Could you repeat, word for word, the line with "# for every instance of the dark" and every line after it in the records below, leaving out any pictures?

═══ THE RECORDS ═══

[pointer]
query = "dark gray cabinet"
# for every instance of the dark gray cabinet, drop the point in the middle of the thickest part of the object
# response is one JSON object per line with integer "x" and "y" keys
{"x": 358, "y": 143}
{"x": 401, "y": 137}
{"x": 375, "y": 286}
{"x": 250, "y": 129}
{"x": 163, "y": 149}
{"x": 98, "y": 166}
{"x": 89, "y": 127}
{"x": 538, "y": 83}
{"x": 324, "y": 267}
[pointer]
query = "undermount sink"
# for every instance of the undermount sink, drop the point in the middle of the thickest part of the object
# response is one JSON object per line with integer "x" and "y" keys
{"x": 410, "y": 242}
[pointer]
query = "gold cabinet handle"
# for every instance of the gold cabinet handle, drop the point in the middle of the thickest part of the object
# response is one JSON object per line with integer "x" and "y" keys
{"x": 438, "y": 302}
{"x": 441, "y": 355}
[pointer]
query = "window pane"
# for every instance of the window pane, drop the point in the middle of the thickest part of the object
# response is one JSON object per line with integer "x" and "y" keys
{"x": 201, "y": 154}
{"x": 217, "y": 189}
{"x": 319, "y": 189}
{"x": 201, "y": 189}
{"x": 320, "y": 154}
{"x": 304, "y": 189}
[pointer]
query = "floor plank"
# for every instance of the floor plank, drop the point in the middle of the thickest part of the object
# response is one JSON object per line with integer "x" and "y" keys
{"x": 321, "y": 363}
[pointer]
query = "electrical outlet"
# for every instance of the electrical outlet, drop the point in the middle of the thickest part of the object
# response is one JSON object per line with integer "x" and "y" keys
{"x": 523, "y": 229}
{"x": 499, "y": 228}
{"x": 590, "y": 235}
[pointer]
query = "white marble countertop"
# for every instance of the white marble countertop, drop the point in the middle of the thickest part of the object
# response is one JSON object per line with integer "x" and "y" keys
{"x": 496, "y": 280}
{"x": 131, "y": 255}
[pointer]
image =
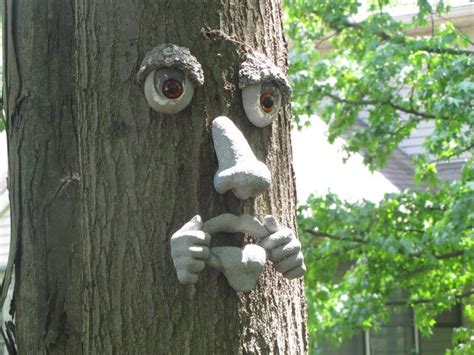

═══

_SOLUTION TO THIS PROBLEM_.
# for every instance of the dark gray cabinet, drop the point in the middle of the thickest part of the object
# response is one JSON object per line with integer "x" and "y" keys
{"x": 358, "y": 143}
{"x": 401, "y": 137}
{"x": 375, "y": 286}
{"x": 250, "y": 129}
{"x": 163, "y": 149}
{"x": 98, "y": 166}
{"x": 89, "y": 127}
{"x": 538, "y": 83}
{"x": 324, "y": 267}
[pointer]
query = "undermount sink"
# for every instance of the undermount sink, drop the point in the middle of the thickest part of the object
# response is one JSON object per line with integer "x" and "y" keys
{"x": 410, "y": 242}
[pointer]
query = "gold cabinet handle"
# for every instance of the gold cabinet handle, drop the point in the middle of the thickest part of the object
# response is one JSON object per line with integer "x" and "y" keys
{"x": 438, "y": 302}
{"x": 441, "y": 355}
[pointer]
query = "window pane"
# for every instance of the window pane, drop the point in the middle of the thickest part of the object
# response is one JSON object per line with integer "x" and "y" keys
{"x": 201, "y": 154}
{"x": 217, "y": 189}
{"x": 319, "y": 189}
{"x": 201, "y": 189}
{"x": 320, "y": 154}
{"x": 304, "y": 189}
[pointer]
query = "floor plank"
# for every instance of the floor plank, drop the point in the middle of the thickest part of the object
# response is one JSON object per line with integer "x" and "y" keys
{"x": 321, "y": 363}
[pointer]
query = "electrical outlet"
# for every instance of the electrical outlet, drop the point in the middle of the thickest part of the object
# response is one JSON object per line with integer "x" and "y" keys
{"x": 523, "y": 229}
{"x": 499, "y": 228}
{"x": 590, "y": 235}
[pointer]
query = "white marble countertop"
# for every instance of the white marble countertop, drop the point in the middle of the thickest part of the object
# response is one JSON object per line with integer "x" and "y" keys
{"x": 496, "y": 280}
{"x": 131, "y": 255}
[pointer]
image =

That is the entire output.